### Goal of the exercise
Format every line of the rows below as a Markdown table with the columns Number and Line, numbering each line in order and skipping blank lines. Leave the pictures out of the table.

** start of Given records **

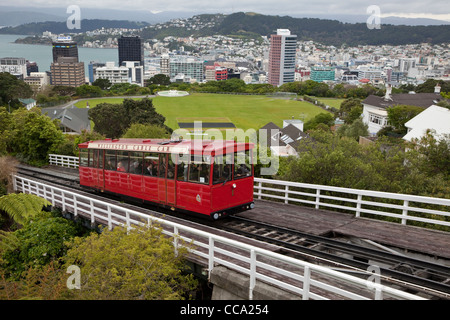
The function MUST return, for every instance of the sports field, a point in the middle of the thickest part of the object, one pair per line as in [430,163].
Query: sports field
[245,112]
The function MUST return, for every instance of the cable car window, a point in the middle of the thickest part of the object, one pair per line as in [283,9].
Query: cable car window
[164,164]
[84,157]
[100,159]
[136,159]
[93,158]
[110,160]
[122,161]
[242,164]
[182,169]
[222,168]
[199,170]
[151,161]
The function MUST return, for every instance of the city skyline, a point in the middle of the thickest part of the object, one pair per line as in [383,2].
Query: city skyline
[414,9]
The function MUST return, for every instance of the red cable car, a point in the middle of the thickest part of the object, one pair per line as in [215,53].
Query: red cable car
[209,177]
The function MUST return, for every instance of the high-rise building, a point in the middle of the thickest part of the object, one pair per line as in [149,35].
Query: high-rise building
[14,66]
[67,71]
[282,53]
[93,65]
[188,67]
[320,74]
[164,65]
[64,47]
[128,72]
[131,49]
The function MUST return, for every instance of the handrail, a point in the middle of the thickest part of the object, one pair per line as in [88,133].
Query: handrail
[64,161]
[401,206]
[259,264]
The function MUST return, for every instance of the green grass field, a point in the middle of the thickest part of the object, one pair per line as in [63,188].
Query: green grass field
[332,102]
[245,112]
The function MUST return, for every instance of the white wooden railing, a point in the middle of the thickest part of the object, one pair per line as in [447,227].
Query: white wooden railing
[371,203]
[394,205]
[298,276]
[63,161]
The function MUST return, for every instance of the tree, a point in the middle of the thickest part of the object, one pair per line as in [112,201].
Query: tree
[40,241]
[112,120]
[32,135]
[140,264]
[400,114]
[321,118]
[7,170]
[21,207]
[138,130]
[328,159]
[89,91]
[431,155]
[355,130]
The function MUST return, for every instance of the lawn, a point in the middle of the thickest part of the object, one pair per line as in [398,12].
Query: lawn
[244,111]
[332,102]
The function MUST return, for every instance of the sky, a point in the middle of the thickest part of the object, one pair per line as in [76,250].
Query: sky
[437,9]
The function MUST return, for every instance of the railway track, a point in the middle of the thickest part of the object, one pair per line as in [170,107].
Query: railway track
[414,275]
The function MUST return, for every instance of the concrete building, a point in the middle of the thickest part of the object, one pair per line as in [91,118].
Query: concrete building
[64,47]
[189,67]
[320,74]
[92,67]
[67,71]
[434,119]
[37,80]
[375,107]
[128,72]
[282,57]
[131,49]
[14,66]
[164,65]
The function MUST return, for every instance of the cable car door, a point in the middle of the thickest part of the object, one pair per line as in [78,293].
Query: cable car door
[166,183]
[97,172]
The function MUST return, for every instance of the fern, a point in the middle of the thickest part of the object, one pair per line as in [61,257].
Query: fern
[8,241]
[21,207]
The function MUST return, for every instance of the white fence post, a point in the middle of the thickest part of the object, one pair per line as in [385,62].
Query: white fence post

** end of Given records **

### Exercise solution
| Number | Line |
|---|---|
| 1 | The function MUST return, for every instance of the sports field, a point in the middle of the thickest part of the object, one pair per line as in [430,163]. |
| 2 | Query: sports field |
| 3 | [245,112] |
| 4 | The function MUST return, for every instance of the cable car window, a point in the middle of the thickest part of the object, one pair per line as in [283,9]. |
| 5 | Query: cable car window |
| 6 | [164,164] |
| 7 | [84,157] |
| 8 | [100,159] |
| 9 | [136,159] |
| 10 | [93,158] |
| 11 | [110,160] |
| 12 | [122,161] |
| 13 | [242,164] |
| 14 | [182,169] |
| 15 | [222,168] |
| 16 | [199,170] |
| 17 | [151,161] |
| 18 | The function MUST return, for every instance of the city skyline, a point in the middle of the thickest part of the object, one pair per line as in [383,2]. |
| 19 | Query: city skyline |
| 20 | [414,9] |
| 21 | The function MUST return, for every instance of the red cable car, a point in the middle of the thickest part of the object, one pair per line as in [215,53]. |
| 22 | Query: red cable car |
| 23 | [209,177] |
| 24 | The function MUST return, for every instance of the high-rise building, a point in the middle of the thickest part of the object, one pair per line as in [149,35]. |
| 25 | Query: high-rise building |
| 26 | [14,66] |
| 27 | [67,71] |
| 28 | [282,53] |
| 29 | [93,65] |
| 30 | [188,67] |
| 31 | [320,74] |
| 32 | [164,65] |
| 33 | [64,47] |
| 34 | [128,72] |
| 35 | [131,49] |
| 36 | The function MUST return, for every instance of the handrail, a point in the middle of the thickest part of the object, one pair per line as in [88,133]. |
| 37 | Query: handrail |
| 38 | [64,161] |
| 39 | [401,206] |
| 40 | [259,264] |
| 41 | The function MUST return, for every instance of the green grass field, a point in the middle of the thickest part of the object, one pair per line as in [63,188]. |
| 42 | Query: green grass field |
| 43 | [332,102] |
| 44 | [245,112] |
| 45 | The function MUST return, for every instance of the white wooden railing, a point in the middle of the thickest part of the object, one pair per line as in [447,227]. |
| 46 | Query: white wooden railing |
| 47 | [371,203] |
| 48 | [394,205] |
| 49 | [298,276] |
| 50 | [63,161] |
| 51 | The function MUST return, for every instance of the tree, a point in the middle of the thickest part of the object, one pair per line as in [112,201]. |
| 52 | Query: tree |
| 53 | [40,241] |
| 54 | [112,120] |
| 55 | [32,135] |
| 56 | [140,264] |
| 57 | [400,114] |
| 58 | [321,118] |
| 59 | [7,170] |
| 60 | [21,207] |
| 61 | [138,130] |
| 62 | [328,159] |
| 63 | [89,91] |
| 64 | [431,155] |
| 65 | [355,130] |
| 66 | The function MUST return, for every instance of the lawn, a point in the middle of the thickest part of the object, one pair per line as in [398,12]. |
| 67 | Query: lawn |
| 68 | [244,111] |
| 69 | [332,102] |
| 70 | The function MUST return, for every instance of the sky, a point in the middle of the thickest part of the object, one pair per line as in [76,250]. |
| 71 | Query: sky |
| 72 | [437,9] |
| 73 | The function MUST return, for every instance of the railway track, a point in the middle of the thickest part of the object, one pair per line as in [170,107]. |
| 74 | Query: railway track |
| 75 | [414,275] |
| 76 | The function MUST return, for every instance of the concrete building, a point in the middle of the thickest part of the object, one pair per line as in [91,118]. |
| 77 | Query: concrete building |
| 78 | [64,47] |
| 79 | [189,67] |
| 80 | [320,74] |
| 81 | [92,67] |
| 82 | [67,71] |
| 83 | [434,119] |
| 84 | [37,80] |
| 85 | [375,107] |
| 86 | [128,72] |
| 87 | [282,57] |
| 88 | [131,49] |
| 89 | [14,66] |
| 90 | [164,65] |
| 91 | The function MUST return, for every instance of the cable car door, a point in the middle of the thickest part of the object, one pair per line as in [78,293]. |
| 92 | Query: cable car door |
| 93 | [166,183] |
| 94 | [97,172] |
| 95 | The function MUST return, for every instance of the fern, a point in the middle of the thickest part of the object, one pair per line as in [61,257]. |
| 96 | Query: fern |
| 97 | [8,241] |
| 98 | [21,207] |
| 99 | The function MUST return, for every instance of the white fence post, a point in the middle of the thickest part of the object, one pair per line as in [385,62]. |
| 100 | Query: white fence post |